_REQUIRED WORK_. Copy each line of the data exactly. Leave nothing out.

_INPUT DATA_.
● ● ● ●
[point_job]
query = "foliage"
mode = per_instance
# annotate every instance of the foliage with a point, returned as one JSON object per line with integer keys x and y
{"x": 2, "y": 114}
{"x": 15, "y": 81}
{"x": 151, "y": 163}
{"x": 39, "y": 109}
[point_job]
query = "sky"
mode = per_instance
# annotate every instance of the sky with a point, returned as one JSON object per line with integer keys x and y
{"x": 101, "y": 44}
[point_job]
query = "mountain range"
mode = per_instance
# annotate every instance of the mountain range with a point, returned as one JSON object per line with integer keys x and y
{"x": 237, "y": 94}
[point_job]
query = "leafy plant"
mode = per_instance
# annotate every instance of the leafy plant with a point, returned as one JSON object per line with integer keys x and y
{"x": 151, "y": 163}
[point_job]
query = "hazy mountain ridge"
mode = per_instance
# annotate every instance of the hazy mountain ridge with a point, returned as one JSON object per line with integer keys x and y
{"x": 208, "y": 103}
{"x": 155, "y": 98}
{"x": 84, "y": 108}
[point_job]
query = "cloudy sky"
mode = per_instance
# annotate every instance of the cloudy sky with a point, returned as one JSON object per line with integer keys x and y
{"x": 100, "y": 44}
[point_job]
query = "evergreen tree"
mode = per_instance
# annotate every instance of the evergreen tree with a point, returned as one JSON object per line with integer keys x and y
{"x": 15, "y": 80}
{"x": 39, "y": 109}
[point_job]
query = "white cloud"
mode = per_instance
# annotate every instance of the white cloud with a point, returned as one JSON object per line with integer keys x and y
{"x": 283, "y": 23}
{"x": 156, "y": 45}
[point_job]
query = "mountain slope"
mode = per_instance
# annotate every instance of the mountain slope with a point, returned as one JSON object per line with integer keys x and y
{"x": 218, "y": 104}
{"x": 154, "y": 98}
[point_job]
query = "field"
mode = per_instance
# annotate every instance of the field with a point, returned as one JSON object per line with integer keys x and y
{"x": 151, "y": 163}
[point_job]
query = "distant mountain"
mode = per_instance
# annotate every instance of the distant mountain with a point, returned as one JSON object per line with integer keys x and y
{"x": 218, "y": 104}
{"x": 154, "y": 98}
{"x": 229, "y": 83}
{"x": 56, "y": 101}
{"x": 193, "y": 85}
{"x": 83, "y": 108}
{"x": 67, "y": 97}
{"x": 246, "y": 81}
● ● ● ●
_WRITTEN SOLUTION_.
[point_job]
query = "foliage"
mode = per_instance
# annotate every instance of the foliage with a point, returned as one JSON object per line with integer keys x and y
{"x": 2, "y": 114}
{"x": 15, "y": 81}
{"x": 151, "y": 163}
{"x": 39, "y": 109}
[point_job]
query = "sky"
mode = per_instance
# annotate every instance of the sky with a point, returned as one JSON object per line with integer keys x and y
{"x": 101, "y": 44}
[point_job]
query = "mountain range"
mode = per_instance
# annotate every instance of the mountain range with a point, returned as one JSON object per line with integer keys x and y
{"x": 237, "y": 94}
[point_job]
query = "leafy plant"
mode = per_instance
# annotate every instance of the leafy plant with a point, returned as one JSON object per line with integer keys x and y
{"x": 151, "y": 163}
[point_job]
query = "hazy mountain ridge"
mode = per_instance
# annotate every instance of the hazy mountain ridge with a point, returned as one JSON object per line with integer keys x and y
{"x": 208, "y": 103}
{"x": 155, "y": 98}
{"x": 84, "y": 108}
[point_job]
query = "cloudy sky"
mode = per_instance
# annotate every instance of the cloudy sky with a point, returned as one JSON object per line with integer keys x and y
{"x": 100, "y": 44}
[point_job]
query = "evergreen tree"
mode = per_instance
# annotate every instance of the evergreen tree with a point, returned as one JSON object per line with integer keys x and y
{"x": 15, "y": 80}
{"x": 39, "y": 109}
[point_job]
query = "white cloud"
mode = per_instance
# annotate every instance of the white cloud with a point, returned as one JSON object per line with integer keys x and y
{"x": 283, "y": 23}
{"x": 156, "y": 45}
[point_job]
query = "mountain slope"
mode = per_instance
# annotate every instance of the mountain slope with a point, returned as one JSON object per line with integer keys x and y
{"x": 218, "y": 104}
{"x": 154, "y": 98}
[point_job]
query = "field"
mode = per_instance
# annotate every instance of the field with a point, returned as one JSON object per line with integer keys x and y
{"x": 151, "y": 163}
[point_job]
query = "distant mountain"
mode = per_instance
# annotate every instance of the distant mountain with a point, returned as one JSON object per line with integer keys x and y
{"x": 218, "y": 104}
{"x": 154, "y": 98}
{"x": 229, "y": 83}
{"x": 56, "y": 101}
{"x": 193, "y": 85}
{"x": 83, "y": 108}
{"x": 67, "y": 97}
{"x": 246, "y": 81}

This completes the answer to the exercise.